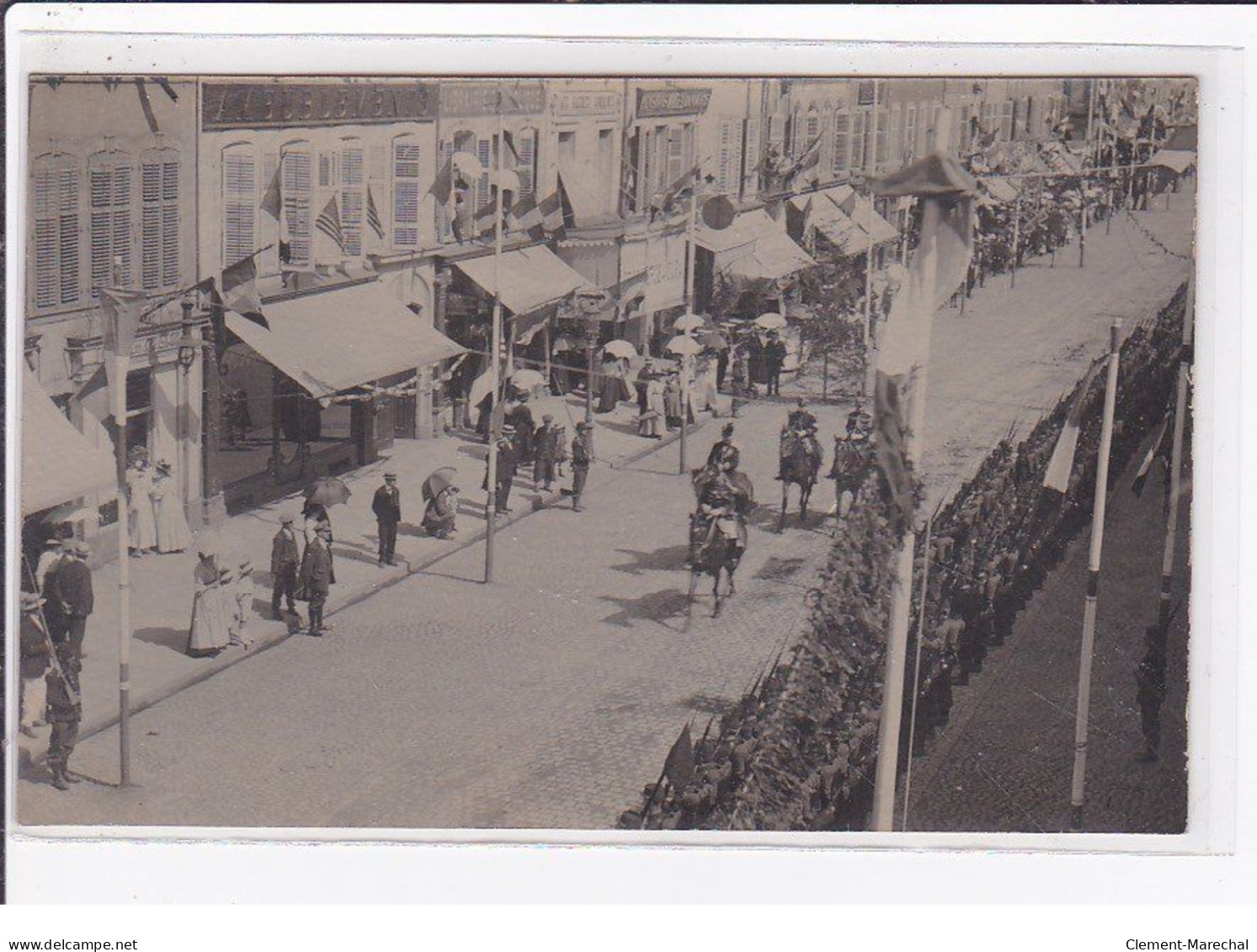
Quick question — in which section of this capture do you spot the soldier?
[270,513,301,622]
[370,472,401,565]
[533,413,558,492]
[296,526,336,638]
[572,419,594,513]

•••

Instructions to follow ▸ Can you recast the entries above as a Markdown table with the columns Row and Line, giving each non-blank line its own numbered row? Leave the pictures out.

Result below ▸
| Row | Line |
|---|---|
| 1 | Quick question — in which section of this capture do you spot the soldier? |
| 2 | [270,513,301,622] |
| 3 | [370,472,401,565] |
| 4 | [533,413,558,492] |
| 5 | [296,526,336,638] |
| 6 | [572,419,594,513] |